- **PROBLEM DETAILS**
Among the lines below, keep only those from the one containing "For the audit, pick out each instance of the small" through the one containing "Target: grass blade", and reproduce them exactly.

Referring expression pointing data

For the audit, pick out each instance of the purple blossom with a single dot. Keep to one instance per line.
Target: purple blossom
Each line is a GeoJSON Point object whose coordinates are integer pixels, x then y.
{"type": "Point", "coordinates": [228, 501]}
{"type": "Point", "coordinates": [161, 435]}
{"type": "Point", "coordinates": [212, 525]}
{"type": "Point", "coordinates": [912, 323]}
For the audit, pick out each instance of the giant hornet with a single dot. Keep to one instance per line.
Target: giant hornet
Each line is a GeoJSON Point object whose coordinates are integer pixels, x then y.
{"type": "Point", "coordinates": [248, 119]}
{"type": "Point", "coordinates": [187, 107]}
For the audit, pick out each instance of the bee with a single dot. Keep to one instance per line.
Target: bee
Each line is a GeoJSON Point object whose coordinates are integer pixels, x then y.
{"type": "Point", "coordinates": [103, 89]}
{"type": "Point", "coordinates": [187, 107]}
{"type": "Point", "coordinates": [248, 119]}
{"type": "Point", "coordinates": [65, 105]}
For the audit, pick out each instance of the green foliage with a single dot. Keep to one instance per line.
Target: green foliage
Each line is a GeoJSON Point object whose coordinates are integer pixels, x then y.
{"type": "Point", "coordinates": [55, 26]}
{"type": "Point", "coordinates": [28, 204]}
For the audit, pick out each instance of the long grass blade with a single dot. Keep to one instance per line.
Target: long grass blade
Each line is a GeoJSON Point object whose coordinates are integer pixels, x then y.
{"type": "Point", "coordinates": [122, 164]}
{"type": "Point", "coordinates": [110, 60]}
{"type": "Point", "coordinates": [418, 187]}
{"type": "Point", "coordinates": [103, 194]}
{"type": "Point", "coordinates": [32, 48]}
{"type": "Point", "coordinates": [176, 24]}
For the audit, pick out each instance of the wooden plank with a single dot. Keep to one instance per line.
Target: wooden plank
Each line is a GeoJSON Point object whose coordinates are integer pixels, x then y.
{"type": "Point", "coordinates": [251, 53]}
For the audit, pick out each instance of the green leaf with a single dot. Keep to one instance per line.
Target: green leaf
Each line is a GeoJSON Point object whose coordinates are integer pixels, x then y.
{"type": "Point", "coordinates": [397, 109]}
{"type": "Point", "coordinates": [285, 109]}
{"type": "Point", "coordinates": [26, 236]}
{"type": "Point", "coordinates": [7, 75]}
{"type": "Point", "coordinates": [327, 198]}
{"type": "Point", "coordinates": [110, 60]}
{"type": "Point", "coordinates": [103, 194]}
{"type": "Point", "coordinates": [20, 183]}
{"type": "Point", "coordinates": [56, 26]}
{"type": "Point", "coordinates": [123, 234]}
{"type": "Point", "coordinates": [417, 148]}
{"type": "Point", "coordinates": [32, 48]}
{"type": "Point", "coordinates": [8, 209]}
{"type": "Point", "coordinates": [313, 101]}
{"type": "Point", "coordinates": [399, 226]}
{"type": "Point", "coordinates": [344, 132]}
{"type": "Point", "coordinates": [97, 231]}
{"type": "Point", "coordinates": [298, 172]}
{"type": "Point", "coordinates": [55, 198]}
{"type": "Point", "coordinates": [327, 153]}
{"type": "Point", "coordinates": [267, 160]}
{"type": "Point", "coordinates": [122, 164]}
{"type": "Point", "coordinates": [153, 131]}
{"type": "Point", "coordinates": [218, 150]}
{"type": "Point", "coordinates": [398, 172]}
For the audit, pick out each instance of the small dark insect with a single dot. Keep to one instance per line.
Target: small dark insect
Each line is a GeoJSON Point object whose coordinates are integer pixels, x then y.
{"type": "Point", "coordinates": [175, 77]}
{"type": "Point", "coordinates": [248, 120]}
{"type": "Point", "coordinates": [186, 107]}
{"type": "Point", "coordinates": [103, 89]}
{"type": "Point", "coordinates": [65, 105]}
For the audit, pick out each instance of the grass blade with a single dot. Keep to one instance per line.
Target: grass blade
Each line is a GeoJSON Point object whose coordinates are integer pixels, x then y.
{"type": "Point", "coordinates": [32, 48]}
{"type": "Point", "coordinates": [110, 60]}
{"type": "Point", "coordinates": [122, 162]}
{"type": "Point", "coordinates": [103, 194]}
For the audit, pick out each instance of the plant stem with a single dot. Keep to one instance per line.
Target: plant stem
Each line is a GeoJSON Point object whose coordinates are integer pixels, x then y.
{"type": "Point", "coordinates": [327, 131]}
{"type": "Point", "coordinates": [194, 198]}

--

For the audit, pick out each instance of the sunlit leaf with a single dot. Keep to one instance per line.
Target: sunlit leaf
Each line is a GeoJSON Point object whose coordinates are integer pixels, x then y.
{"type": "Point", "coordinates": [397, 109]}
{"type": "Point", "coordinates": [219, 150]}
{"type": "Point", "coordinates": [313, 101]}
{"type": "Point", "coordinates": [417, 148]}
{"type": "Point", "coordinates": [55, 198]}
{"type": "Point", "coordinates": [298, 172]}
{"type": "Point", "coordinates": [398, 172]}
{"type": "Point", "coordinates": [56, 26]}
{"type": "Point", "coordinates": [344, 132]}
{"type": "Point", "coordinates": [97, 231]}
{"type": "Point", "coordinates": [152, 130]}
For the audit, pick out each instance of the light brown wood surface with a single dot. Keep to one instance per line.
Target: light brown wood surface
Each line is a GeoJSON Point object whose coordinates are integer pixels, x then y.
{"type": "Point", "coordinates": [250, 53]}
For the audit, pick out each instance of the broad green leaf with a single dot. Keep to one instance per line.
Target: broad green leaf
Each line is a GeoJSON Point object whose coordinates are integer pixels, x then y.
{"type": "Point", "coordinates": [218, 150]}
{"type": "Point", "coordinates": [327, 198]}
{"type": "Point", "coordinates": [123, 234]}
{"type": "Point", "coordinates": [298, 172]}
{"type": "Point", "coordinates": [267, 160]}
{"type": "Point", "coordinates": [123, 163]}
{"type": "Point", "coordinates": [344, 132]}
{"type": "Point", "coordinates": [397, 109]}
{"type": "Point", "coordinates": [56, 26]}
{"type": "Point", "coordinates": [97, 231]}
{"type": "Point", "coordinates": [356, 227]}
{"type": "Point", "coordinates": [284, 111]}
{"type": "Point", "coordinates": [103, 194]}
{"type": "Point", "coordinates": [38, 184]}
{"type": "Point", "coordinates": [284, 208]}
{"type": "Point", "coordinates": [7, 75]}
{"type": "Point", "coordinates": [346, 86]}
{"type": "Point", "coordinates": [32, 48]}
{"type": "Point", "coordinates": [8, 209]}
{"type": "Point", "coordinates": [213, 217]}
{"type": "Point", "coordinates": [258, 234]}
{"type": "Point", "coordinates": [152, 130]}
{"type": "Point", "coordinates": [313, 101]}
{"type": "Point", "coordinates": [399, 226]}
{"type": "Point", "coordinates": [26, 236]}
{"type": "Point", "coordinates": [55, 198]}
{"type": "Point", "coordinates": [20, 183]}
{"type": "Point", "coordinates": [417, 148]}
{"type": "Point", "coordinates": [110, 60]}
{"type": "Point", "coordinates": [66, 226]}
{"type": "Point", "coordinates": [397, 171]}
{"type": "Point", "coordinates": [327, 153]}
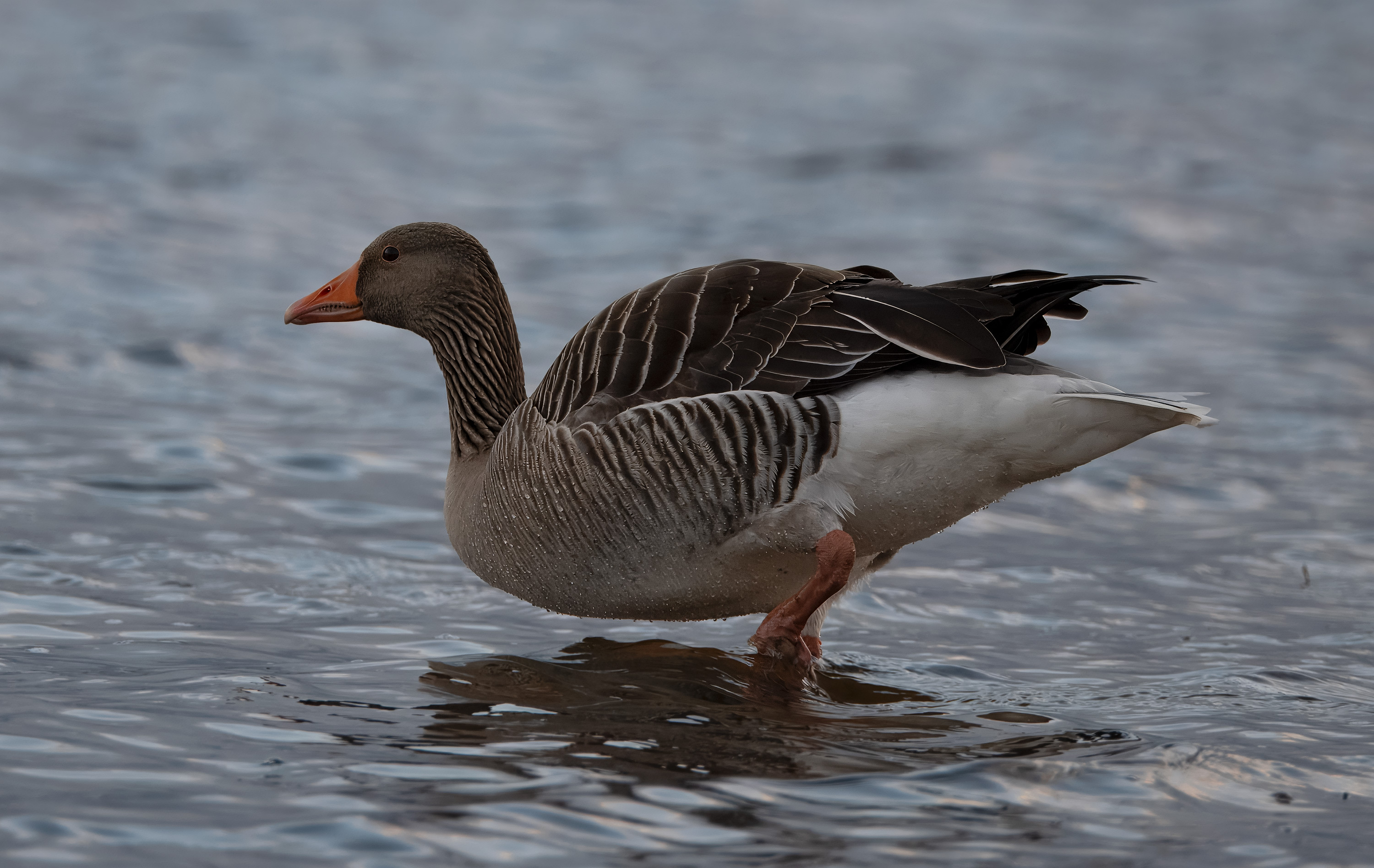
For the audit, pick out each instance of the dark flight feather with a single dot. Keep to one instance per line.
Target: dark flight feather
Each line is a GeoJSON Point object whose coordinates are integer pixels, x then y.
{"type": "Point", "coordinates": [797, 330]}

- **EXERCISE RESPONSE**
For the audit, pick out each instance of the small dark insect with a single dot. Keep to one instance per line.
Target: small dark insect
Each line is a GeoJSON Point object whose coordinates are integer pixels, x then y.
{"type": "Point", "coordinates": [175, 77]}
{"type": "Point", "coordinates": [248, 120]}
{"type": "Point", "coordinates": [186, 107]}
{"type": "Point", "coordinates": [103, 89]}
{"type": "Point", "coordinates": [65, 105]}
For the audit, pick out each instance of the grass blade with a single dot. Keep to one instance per line.
Target: grass blade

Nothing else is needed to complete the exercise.